Repeat all the records exactly, omitting pictures.

## Data extract
• • • • • • •

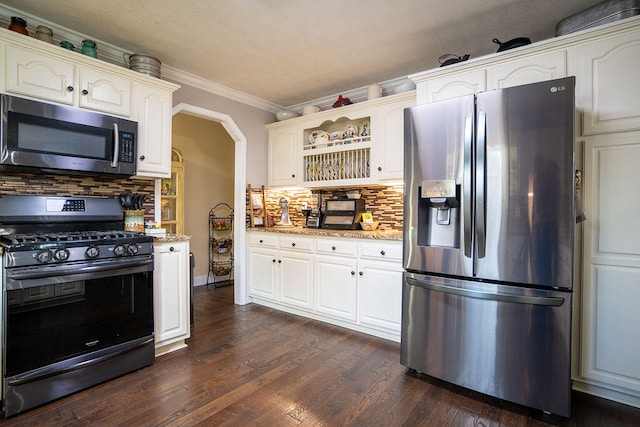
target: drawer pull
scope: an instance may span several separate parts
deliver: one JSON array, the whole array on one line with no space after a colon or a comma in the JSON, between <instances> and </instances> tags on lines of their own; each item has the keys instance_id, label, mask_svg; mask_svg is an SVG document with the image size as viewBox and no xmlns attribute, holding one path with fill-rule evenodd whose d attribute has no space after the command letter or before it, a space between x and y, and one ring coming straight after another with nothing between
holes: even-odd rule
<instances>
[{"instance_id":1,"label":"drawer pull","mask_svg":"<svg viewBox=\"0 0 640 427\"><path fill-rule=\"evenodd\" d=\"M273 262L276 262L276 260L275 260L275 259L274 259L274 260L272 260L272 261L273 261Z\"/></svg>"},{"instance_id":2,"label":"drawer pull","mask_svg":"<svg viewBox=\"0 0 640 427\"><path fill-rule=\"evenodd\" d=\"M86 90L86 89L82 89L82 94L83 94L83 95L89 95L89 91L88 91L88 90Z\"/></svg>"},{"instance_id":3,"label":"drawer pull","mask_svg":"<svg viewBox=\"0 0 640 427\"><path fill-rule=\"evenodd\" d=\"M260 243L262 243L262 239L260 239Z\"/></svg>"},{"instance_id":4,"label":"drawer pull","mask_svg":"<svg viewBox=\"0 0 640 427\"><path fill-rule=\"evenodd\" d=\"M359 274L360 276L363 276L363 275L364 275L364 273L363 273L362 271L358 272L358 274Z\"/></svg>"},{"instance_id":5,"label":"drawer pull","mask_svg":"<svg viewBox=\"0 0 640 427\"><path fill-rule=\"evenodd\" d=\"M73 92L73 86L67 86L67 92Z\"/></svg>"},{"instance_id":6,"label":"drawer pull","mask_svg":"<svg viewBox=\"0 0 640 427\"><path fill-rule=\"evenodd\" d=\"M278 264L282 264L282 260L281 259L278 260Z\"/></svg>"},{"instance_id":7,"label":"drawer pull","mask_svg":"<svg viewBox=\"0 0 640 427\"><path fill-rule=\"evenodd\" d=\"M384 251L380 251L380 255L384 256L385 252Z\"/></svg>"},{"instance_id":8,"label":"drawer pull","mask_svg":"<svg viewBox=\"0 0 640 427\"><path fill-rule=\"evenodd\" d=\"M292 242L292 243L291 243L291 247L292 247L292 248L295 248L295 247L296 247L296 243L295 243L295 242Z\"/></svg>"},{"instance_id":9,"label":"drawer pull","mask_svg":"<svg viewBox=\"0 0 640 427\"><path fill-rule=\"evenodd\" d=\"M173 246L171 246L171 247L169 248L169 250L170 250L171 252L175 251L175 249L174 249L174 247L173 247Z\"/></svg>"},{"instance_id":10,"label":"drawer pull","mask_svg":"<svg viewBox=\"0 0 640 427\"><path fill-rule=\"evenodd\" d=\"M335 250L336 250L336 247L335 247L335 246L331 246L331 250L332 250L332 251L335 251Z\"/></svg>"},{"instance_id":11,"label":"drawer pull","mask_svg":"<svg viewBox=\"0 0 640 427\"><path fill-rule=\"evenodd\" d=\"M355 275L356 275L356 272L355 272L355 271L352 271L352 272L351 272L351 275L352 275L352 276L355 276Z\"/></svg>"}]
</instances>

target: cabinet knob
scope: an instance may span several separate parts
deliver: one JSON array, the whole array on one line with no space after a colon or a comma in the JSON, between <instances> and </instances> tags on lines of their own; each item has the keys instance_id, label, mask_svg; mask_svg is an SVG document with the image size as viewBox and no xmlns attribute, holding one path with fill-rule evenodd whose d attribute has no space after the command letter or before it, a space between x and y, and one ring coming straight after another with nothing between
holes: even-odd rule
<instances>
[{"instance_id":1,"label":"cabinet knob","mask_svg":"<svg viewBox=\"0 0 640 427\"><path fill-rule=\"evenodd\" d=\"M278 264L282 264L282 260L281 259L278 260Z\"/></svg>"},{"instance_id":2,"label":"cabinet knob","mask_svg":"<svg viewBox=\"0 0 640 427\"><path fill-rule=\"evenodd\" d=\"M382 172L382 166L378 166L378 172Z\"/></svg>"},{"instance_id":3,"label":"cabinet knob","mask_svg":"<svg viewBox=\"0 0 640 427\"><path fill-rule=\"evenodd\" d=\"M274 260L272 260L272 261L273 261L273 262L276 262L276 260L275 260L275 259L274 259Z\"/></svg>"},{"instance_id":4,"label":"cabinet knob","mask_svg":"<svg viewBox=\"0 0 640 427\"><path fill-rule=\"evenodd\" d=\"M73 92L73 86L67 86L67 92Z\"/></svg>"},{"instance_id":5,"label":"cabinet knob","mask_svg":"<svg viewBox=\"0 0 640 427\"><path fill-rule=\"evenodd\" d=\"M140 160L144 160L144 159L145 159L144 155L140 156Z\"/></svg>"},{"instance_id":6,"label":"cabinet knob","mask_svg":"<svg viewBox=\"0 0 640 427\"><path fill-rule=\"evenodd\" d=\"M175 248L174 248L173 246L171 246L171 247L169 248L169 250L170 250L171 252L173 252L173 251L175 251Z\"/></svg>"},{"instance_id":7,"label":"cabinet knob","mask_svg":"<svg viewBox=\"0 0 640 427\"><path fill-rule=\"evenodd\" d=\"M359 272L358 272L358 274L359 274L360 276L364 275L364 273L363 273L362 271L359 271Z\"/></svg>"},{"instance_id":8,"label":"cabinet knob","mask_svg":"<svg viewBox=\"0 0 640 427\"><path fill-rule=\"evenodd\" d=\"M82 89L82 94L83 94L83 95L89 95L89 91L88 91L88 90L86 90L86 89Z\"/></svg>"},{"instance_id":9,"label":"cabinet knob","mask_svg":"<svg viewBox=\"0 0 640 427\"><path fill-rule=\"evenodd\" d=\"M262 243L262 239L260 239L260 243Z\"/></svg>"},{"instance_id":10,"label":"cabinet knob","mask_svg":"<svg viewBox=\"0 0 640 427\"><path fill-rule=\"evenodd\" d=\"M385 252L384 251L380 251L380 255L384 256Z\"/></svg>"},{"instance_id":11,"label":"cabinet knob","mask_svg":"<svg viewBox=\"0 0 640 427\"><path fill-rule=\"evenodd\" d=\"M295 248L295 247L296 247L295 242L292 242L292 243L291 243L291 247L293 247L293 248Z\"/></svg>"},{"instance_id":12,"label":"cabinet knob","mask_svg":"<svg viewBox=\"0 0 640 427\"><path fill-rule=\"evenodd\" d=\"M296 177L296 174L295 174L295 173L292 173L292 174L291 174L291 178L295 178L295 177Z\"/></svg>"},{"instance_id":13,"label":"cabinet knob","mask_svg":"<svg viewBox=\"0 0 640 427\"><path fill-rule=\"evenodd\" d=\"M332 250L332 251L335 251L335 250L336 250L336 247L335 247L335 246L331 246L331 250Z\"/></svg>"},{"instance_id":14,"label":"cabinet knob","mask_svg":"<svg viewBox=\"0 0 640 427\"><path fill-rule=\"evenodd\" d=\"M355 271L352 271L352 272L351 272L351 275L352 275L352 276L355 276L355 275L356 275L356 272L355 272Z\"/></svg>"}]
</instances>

• • • • • • •

## Answer to this problem
target: drawer pull
scope: an instance may span several separate parts
deliver: one JSON array, the whole array on one line with no space after a colon or a comma in the JSON, between <instances> and </instances> tags on lines of their own; each item has the keys instance_id, label, mask_svg; mask_svg is an SVG document with the image size as viewBox and no xmlns attribute, holding one path with fill-rule evenodd whose d attribute has no space after the command letter or before it, a space between x and y, and one ring coming straight after another with nothing between
holes: even-odd rule
<instances>
[{"instance_id":1,"label":"drawer pull","mask_svg":"<svg viewBox=\"0 0 640 427\"><path fill-rule=\"evenodd\" d=\"M273 262L276 262L276 260L275 260L275 259L274 259L274 260L272 260L272 261L273 261Z\"/></svg>"},{"instance_id":2,"label":"drawer pull","mask_svg":"<svg viewBox=\"0 0 640 427\"><path fill-rule=\"evenodd\" d=\"M86 90L86 89L82 89L82 94L83 94L83 95L89 95L89 91L88 91L88 90Z\"/></svg>"},{"instance_id":3,"label":"drawer pull","mask_svg":"<svg viewBox=\"0 0 640 427\"><path fill-rule=\"evenodd\" d=\"M260 243L262 243L262 239L260 239Z\"/></svg>"},{"instance_id":4,"label":"drawer pull","mask_svg":"<svg viewBox=\"0 0 640 427\"><path fill-rule=\"evenodd\" d=\"M359 274L360 276L363 276L363 275L364 275L364 273L363 273L362 271L358 272L358 274Z\"/></svg>"},{"instance_id":5,"label":"drawer pull","mask_svg":"<svg viewBox=\"0 0 640 427\"><path fill-rule=\"evenodd\" d=\"M73 92L73 86L67 86L67 92Z\"/></svg>"},{"instance_id":6,"label":"drawer pull","mask_svg":"<svg viewBox=\"0 0 640 427\"><path fill-rule=\"evenodd\" d=\"M278 264L282 264L282 260L281 259L278 260Z\"/></svg>"},{"instance_id":7,"label":"drawer pull","mask_svg":"<svg viewBox=\"0 0 640 427\"><path fill-rule=\"evenodd\" d=\"M384 251L380 251L380 255L384 256L385 252Z\"/></svg>"},{"instance_id":8,"label":"drawer pull","mask_svg":"<svg viewBox=\"0 0 640 427\"><path fill-rule=\"evenodd\" d=\"M292 242L292 243L291 243L291 247L292 247L292 248L295 248L295 247L296 247L296 243L295 243L295 242Z\"/></svg>"},{"instance_id":9,"label":"drawer pull","mask_svg":"<svg viewBox=\"0 0 640 427\"><path fill-rule=\"evenodd\" d=\"M173 246L171 246L171 247L169 248L169 250L170 250L171 252L175 251L175 249L174 249L174 247L173 247Z\"/></svg>"},{"instance_id":10,"label":"drawer pull","mask_svg":"<svg viewBox=\"0 0 640 427\"><path fill-rule=\"evenodd\" d=\"M335 250L336 250L336 247L335 247L335 246L331 246L331 250L332 250L332 251L335 251Z\"/></svg>"},{"instance_id":11,"label":"drawer pull","mask_svg":"<svg viewBox=\"0 0 640 427\"><path fill-rule=\"evenodd\" d=\"M355 275L356 275L356 272L355 272L355 271L352 271L352 272L351 272L351 275L352 275L352 276L355 276Z\"/></svg>"}]
</instances>

target: cabinet knob
scope: an instance may span several separate parts
deliver: one JSON array, the whole array on one line with no space after a colon or a comma in the JSON, between <instances> and </instances> tags on lines of their own; each item has the keys instance_id, label, mask_svg; mask_svg is an SVG document with the image size as viewBox and no xmlns attribute, holding one path with fill-rule evenodd whose d attribute has no space after the command letter or before it, a space between x and y, and one ring coming straight after another with nothing between
holes: even-odd rule
<instances>
[{"instance_id":1,"label":"cabinet knob","mask_svg":"<svg viewBox=\"0 0 640 427\"><path fill-rule=\"evenodd\" d=\"M278 264L282 264L282 260L281 259L278 260Z\"/></svg>"},{"instance_id":2,"label":"cabinet knob","mask_svg":"<svg viewBox=\"0 0 640 427\"><path fill-rule=\"evenodd\" d=\"M382 172L382 166L378 166L378 172Z\"/></svg>"},{"instance_id":3,"label":"cabinet knob","mask_svg":"<svg viewBox=\"0 0 640 427\"><path fill-rule=\"evenodd\" d=\"M274 260L272 260L272 261L273 261L273 262L276 262L276 260L275 260L275 259L274 259Z\"/></svg>"},{"instance_id":4,"label":"cabinet knob","mask_svg":"<svg viewBox=\"0 0 640 427\"><path fill-rule=\"evenodd\" d=\"M73 92L73 86L67 86L67 92Z\"/></svg>"},{"instance_id":5,"label":"cabinet knob","mask_svg":"<svg viewBox=\"0 0 640 427\"><path fill-rule=\"evenodd\" d=\"M140 160L144 160L144 159L145 159L144 155L140 156Z\"/></svg>"},{"instance_id":6,"label":"cabinet knob","mask_svg":"<svg viewBox=\"0 0 640 427\"><path fill-rule=\"evenodd\" d=\"M175 248L174 248L173 246L171 246L171 247L169 248L169 250L170 250L171 252L173 252L173 251L175 251Z\"/></svg>"},{"instance_id":7,"label":"cabinet knob","mask_svg":"<svg viewBox=\"0 0 640 427\"><path fill-rule=\"evenodd\" d=\"M359 272L358 272L358 274L359 274L360 276L364 275L364 273L363 273L362 271L359 271Z\"/></svg>"},{"instance_id":8,"label":"cabinet knob","mask_svg":"<svg viewBox=\"0 0 640 427\"><path fill-rule=\"evenodd\" d=\"M82 89L82 94L83 94L83 95L89 95L89 91L88 91L88 90L86 90L86 89Z\"/></svg>"},{"instance_id":9,"label":"cabinet knob","mask_svg":"<svg viewBox=\"0 0 640 427\"><path fill-rule=\"evenodd\" d=\"M262 243L262 239L260 239L260 243Z\"/></svg>"},{"instance_id":10,"label":"cabinet knob","mask_svg":"<svg viewBox=\"0 0 640 427\"><path fill-rule=\"evenodd\" d=\"M385 252L384 251L380 251L380 255L384 256Z\"/></svg>"},{"instance_id":11,"label":"cabinet knob","mask_svg":"<svg viewBox=\"0 0 640 427\"><path fill-rule=\"evenodd\" d=\"M295 248L295 247L296 247L295 242L292 242L292 243L291 243L291 247L293 247L293 248Z\"/></svg>"},{"instance_id":12,"label":"cabinet knob","mask_svg":"<svg viewBox=\"0 0 640 427\"><path fill-rule=\"evenodd\" d=\"M296 177L296 174L295 174L295 173L292 173L292 174L291 174L291 178L295 178L295 177Z\"/></svg>"},{"instance_id":13,"label":"cabinet knob","mask_svg":"<svg viewBox=\"0 0 640 427\"><path fill-rule=\"evenodd\" d=\"M332 250L332 251L335 251L335 250L336 250L336 247L335 247L335 246L331 246L331 250Z\"/></svg>"},{"instance_id":14,"label":"cabinet knob","mask_svg":"<svg viewBox=\"0 0 640 427\"><path fill-rule=\"evenodd\" d=\"M355 271L352 271L352 272L351 272L351 275L352 275L352 276L355 276L355 275L356 275L356 272L355 272Z\"/></svg>"}]
</instances>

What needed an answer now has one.